Source passage >>

If you were born in 1960, you had a 13 percent chance of living to be 100. Fast forward to today, and that number has expanded to 50 percent — and will continue to climb. In the last century and a half, we’ve doubled our lifespans. As I’ve outlined in this series of articles, the trend of living longer, healthier lives will only accelerate thanks to advances in technology and medicine.

This is fantastic news, but it sometimes meets skepticism. There is already hand wringing about how we can support the current aging population, as the number of people age 60 and up is projected to double by 2050 and triple by 2100. But because people are going to be living longer and healthier lives, the economics of aging are in fact being transformed. The opportunity should trump fear.

Cities and workplaces are adapting. Having a substantial population of seniors creates many tangible benefits. Many individuals are excited about the prospect of staving off disease and having more time to enjoy their time on Earth on a personal level, but there are societal and economic perks at play as well.

Raw data >>
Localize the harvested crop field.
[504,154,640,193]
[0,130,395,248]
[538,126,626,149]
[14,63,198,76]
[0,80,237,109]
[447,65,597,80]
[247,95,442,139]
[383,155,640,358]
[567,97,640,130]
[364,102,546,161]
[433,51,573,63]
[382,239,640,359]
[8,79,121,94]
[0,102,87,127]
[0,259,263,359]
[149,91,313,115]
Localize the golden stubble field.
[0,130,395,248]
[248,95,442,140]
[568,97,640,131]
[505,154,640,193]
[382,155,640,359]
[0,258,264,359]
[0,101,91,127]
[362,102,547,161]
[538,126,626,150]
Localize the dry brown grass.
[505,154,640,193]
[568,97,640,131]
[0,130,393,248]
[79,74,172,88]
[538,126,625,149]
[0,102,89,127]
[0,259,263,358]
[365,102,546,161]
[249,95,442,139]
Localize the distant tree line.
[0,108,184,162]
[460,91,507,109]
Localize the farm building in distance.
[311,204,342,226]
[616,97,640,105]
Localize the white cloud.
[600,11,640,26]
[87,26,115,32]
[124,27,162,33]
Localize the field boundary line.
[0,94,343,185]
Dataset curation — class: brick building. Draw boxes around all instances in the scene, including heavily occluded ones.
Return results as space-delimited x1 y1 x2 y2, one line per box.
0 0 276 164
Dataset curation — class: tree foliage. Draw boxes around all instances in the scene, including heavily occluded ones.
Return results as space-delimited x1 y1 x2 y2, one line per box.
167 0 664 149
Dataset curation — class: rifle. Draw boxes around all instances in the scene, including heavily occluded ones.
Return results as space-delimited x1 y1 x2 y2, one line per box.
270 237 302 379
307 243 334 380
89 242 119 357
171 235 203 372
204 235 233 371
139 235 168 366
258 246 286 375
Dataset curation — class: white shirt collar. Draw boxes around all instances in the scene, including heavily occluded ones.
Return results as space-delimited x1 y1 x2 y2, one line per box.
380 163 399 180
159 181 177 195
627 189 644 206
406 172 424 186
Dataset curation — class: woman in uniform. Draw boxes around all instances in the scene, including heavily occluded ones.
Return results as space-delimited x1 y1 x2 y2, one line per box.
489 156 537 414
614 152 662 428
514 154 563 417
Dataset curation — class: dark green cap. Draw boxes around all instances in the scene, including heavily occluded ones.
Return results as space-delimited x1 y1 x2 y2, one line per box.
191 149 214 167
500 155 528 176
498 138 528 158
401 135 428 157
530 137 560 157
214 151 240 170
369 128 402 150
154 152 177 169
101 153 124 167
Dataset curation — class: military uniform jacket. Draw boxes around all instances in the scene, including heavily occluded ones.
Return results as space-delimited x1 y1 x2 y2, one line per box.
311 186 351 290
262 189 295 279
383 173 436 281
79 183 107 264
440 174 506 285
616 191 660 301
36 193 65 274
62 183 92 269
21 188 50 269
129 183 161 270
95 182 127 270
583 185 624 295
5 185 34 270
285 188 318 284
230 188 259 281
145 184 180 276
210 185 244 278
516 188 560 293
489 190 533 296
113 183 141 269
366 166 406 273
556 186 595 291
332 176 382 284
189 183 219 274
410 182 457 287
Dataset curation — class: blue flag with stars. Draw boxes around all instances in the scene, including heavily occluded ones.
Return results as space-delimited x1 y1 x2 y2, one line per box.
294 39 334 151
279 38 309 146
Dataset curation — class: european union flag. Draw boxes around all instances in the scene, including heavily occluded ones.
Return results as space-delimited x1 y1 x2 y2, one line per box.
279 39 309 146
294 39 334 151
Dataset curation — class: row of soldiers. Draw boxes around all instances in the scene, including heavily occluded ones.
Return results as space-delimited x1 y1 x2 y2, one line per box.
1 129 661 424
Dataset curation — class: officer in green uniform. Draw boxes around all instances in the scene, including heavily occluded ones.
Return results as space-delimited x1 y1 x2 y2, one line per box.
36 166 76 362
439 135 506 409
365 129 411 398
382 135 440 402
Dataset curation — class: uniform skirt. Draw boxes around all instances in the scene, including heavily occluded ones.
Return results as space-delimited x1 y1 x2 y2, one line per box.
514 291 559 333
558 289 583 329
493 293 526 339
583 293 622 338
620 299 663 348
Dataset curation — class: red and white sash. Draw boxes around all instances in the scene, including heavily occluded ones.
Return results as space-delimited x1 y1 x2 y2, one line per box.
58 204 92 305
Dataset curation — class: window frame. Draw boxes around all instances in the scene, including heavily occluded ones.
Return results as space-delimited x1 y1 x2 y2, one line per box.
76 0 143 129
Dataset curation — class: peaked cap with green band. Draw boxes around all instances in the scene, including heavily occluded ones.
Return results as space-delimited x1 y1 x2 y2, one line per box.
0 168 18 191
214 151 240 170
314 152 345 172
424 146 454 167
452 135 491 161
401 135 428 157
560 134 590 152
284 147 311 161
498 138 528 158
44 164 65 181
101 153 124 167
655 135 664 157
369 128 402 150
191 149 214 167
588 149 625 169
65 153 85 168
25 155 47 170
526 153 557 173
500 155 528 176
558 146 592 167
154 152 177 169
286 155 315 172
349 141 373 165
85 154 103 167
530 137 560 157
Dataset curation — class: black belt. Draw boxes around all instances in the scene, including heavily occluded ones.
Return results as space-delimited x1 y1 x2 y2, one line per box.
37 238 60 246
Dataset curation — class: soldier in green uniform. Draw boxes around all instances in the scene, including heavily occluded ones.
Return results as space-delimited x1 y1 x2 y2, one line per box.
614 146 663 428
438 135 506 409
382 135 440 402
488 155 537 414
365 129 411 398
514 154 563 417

Actions to take >>
1) Condense the paragraph of the longevity passage that begins "This is fantastic news" into a shorter version that keeps its main facts.
2) Extend the longevity passage by writing what comes after its final sentence.
The listing has no connection to the longevity passage.

Answers to this exercise >>
1) Longer lives sometimes meet skepticism. People worry about supporting an aging population, since the number of people 60 and older is expected to double by 2050 and triple by 2100. Yet because people will live longer and healthier lives, the economics of aging are changing, and the opportunity should outweigh the fear.

2)
Cities and workplaces are adapting

Over a decade ago, Portland, OR became the first metro area in the United States to join the World Health Organization’s (WHO) network of “Global Age-Friendly Cities.” The network’s aim is to better meet the needs of older residents—through everything from housing and transportation to volunteering and social participation—so they’re not required to live in retirement communities. WHO also has a database of age-friendly practices—from a physical activity initiative in Canada to digital education in Sweden—that represent the seeds of the future.